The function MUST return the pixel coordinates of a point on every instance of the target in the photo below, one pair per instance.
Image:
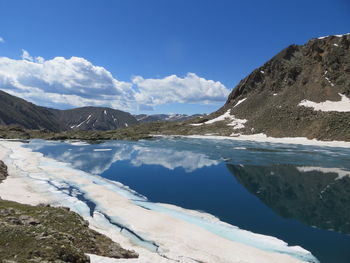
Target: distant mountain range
(16, 111)
(142, 118)
(303, 91)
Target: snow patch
(83, 121)
(340, 172)
(236, 123)
(102, 150)
(334, 36)
(239, 102)
(340, 106)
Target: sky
(154, 56)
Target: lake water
(300, 194)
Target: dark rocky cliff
(317, 71)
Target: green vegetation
(49, 234)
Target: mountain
(164, 117)
(94, 118)
(16, 111)
(302, 91)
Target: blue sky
(150, 47)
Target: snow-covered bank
(159, 233)
(264, 138)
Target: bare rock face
(317, 71)
(51, 234)
(3, 171)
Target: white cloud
(76, 82)
(190, 89)
(26, 56)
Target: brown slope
(295, 74)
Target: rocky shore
(50, 234)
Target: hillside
(16, 111)
(94, 118)
(142, 118)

※ ※ ※

§ **Given exercise**:
Please copy all of the items above word for word, but leave out the pictures.

§ **Solution for this problem**:
The function MUST return the pixel coordinates of a point on every instance of the target in the photo below, one pair per instance.
Image:
Target: distant mountain range
(16, 111)
(142, 118)
(303, 91)
Target: snow patch
(83, 121)
(340, 172)
(236, 123)
(102, 150)
(334, 36)
(239, 102)
(340, 106)
Target: sky
(154, 56)
Target: lake water
(300, 194)
Target: dark rocky cliff
(317, 71)
Target: green vegetation
(49, 234)
Target: mountain
(164, 117)
(94, 118)
(16, 111)
(302, 91)
Target: blue sky
(150, 47)
Target: snow-covered bank
(159, 233)
(264, 138)
Target: bare rock face
(317, 71)
(51, 234)
(3, 171)
Target: white cloud
(76, 82)
(190, 89)
(26, 56)
Target: brown slope
(295, 74)
Target: rocky shore
(50, 234)
Target: hillside
(16, 111)
(94, 118)
(142, 118)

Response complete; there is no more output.